== Records provided ==
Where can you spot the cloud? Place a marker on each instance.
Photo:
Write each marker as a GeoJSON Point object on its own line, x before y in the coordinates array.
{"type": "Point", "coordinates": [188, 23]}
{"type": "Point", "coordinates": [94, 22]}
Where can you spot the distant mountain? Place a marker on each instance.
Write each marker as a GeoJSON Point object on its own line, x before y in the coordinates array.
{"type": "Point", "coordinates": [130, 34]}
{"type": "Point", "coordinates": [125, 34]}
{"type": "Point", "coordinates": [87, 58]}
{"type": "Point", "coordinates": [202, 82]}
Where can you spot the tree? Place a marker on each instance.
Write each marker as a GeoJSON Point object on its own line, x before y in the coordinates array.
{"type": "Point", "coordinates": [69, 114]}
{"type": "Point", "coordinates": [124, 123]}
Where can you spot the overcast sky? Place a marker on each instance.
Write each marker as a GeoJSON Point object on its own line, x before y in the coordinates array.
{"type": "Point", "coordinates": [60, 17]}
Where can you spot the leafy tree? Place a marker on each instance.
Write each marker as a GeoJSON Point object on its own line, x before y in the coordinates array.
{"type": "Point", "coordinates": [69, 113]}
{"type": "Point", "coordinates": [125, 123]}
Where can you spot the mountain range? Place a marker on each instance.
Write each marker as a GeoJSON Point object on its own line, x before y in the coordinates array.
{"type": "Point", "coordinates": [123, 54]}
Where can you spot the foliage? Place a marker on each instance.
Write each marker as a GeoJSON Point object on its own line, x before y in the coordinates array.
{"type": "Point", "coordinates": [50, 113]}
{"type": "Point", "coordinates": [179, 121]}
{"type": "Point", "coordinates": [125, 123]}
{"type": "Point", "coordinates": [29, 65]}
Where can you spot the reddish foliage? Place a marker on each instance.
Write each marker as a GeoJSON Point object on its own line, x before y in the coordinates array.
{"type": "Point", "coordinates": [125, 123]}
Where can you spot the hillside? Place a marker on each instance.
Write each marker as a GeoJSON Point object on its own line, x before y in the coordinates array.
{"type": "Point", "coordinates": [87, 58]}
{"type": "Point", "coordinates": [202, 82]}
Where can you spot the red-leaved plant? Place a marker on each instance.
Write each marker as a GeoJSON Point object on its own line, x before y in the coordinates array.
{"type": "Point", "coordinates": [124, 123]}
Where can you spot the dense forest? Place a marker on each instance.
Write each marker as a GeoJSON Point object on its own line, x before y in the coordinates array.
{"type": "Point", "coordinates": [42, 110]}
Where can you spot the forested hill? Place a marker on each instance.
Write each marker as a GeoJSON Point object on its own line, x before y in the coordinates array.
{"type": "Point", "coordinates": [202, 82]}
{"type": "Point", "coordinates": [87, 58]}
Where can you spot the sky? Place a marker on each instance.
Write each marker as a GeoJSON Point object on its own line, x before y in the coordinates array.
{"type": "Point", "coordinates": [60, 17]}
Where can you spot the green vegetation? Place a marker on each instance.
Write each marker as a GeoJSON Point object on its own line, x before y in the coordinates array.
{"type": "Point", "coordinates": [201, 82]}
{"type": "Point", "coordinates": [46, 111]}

== What the task requires ==
The records above need to be transcribed in full. Keep every character unchanged.

== The output ==
Where can you spot the cloud? Place a marker on each instance.
Photo:
Write each marker as a GeoJSON Point object on its own line, x before y in the coordinates array.
{"type": "Point", "coordinates": [188, 23]}
{"type": "Point", "coordinates": [94, 22]}
Where can you spot the distant mountain? Place a marker on each instance.
Write each marker as a GeoJSON Point object on its own line, x before y in the coordinates array.
{"type": "Point", "coordinates": [130, 34]}
{"type": "Point", "coordinates": [125, 34]}
{"type": "Point", "coordinates": [87, 58]}
{"type": "Point", "coordinates": [202, 82]}
Where can you spot the tree? Place a marker on each instance.
Write each marker as a GeoJSON Point object on its own line, x before y in the coordinates array.
{"type": "Point", "coordinates": [69, 114]}
{"type": "Point", "coordinates": [124, 123]}
Where can you spot the overcast sky? Place a marker on each instance.
Write each marker as a GeoJSON Point object on its own line, x before y in the coordinates array.
{"type": "Point", "coordinates": [60, 17]}
Where can you spot the leafy tree? Place a marker on each instance.
Write each marker as a GeoJSON Point object on its own line, x before y in the coordinates array.
{"type": "Point", "coordinates": [69, 113]}
{"type": "Point", "coordinates": [125, 123]}
Where can you spot the mountain range? Place a marker on each instance.
Write each marker as a GeoJSON Point object on its own line, x before y in the coordinates array.
{"type": "Point", "coordinates": [123, 54]}
Where can you spot the foliage? Place a marker on each instance.
Write each marker as a GeoJSON Point object on its own line, x before y in the coordinates array.
{"type": "Point", "coordinates": [50, 113]}
{"type": "Point", "coordinates": [179, 121]}
{"type": "Point", "coordinates": [125, 123]}
{"type": "Point", "coordinates": [29, 65]}
Where can you spot the reddish foliage? Place a marker on each instance.
Write each marker as a GeoJSON Point object on its own line, x before y in the coordinates array.
{"type": "Point", "coordinates": [125, 123]}
Where can you spot the hillside? Place a marker on each instance.
Write each marker as a GeoJSON Point object on its own line, x before y in the coordinates array.
{"type": "Point", "coordinates": [87, 58]}
{"type": "Point", "coordinates": [202, 82]}
Where can you spot the red-leaved plant? Place a marker on each instance.
Write each marker as a GeoJSON Point object on its own line, x before y in the coordinates array.
{"type": "Point", "coordinates": [124, 123]}
Where can you spot the dense forest? Place a marker on each instance.
Write each marker as a GeoJSON Point object on its own line, x before y in the coordinates array.
{"type": "Point", "coordinates": [42, 110]}
Where can you spot the forested hill? Place a marker on each instance.
Write each marker as a GeoJSON Point object on its own line, x before y in the coordinates array.
{"type": "Point", "coordinates": [202, 82]}
{"type": "Point", "coordinates": [87, 58]}
Where can you spot the sky? Place a marker on each instance.
Write each marker as a GeoJSON Point object on its own line, x before y in the coordinates array.
{"type": "Point", "coordinates": [60, 17]}
Where can you spot the green vegetation? Place a marker on each instance.
Write each marker as a GeoJSON Point object on its own line, x before y in the coordinates array.
{"type": "Point", "coordinates": [201, 82]}
{"type": "Point", "coordinates": [46, 111]}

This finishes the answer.